(Data items)
---+---
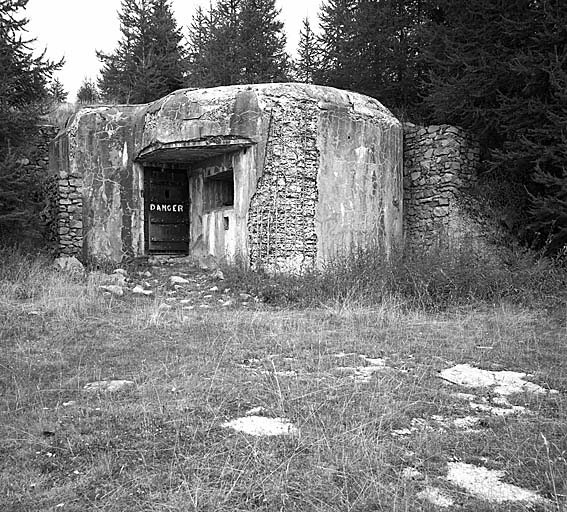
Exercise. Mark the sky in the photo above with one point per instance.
(75, 29)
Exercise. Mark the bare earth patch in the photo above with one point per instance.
(262, 426)
(502, 382)
(487, 485)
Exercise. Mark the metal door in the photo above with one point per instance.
(167, 210)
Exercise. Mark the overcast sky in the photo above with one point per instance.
(74, 29)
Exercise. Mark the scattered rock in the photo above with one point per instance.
(262, 426)
(498, 411)
(178, 280)
(503, 382)
(217, 274)
(363, 373)
(485, 484)
(411, 474)
(113, 288)
(109, 386)
(435, 496)
(255, 411)
(138, 290)
(69, 264)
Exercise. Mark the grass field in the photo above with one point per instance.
(366, 441)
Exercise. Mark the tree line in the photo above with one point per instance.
(497, 68)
---+---
- Exercise details -
Copy the records exactly as they appear, leaving every picture out.

- Written solution -
Exercise. Mark the sky in the photo above with one point per instance.
(75, 29)
Exercise. Mark the bare earth patch in the photo above with one point per instance.
(262, 426)
(502, 382)
(487, 485)
Exercise. Mark the metal door in the photo above with one point per instance.
(167, 210)
Exercise. Mark the overcast sky in the photo above with one point per instance.
(74, 29)
Exercise. Mark the scattered rock in the photo above with one point per instance.
(262, 426)
(498, 411)
(178, 280)
(503, 382)
(217, 274)
(363, 373)
(485, 484)
(411, 474)
(113, 288)
(109, 386)
(435, 496)
(255, 411)
(138, 290)
(69, 264)
Exercise. Mark the grass field in the photo above with one point per instance.
(366, 441)
Exercise. Mark the tree line in the photo above with one point per instance.
(497, 68)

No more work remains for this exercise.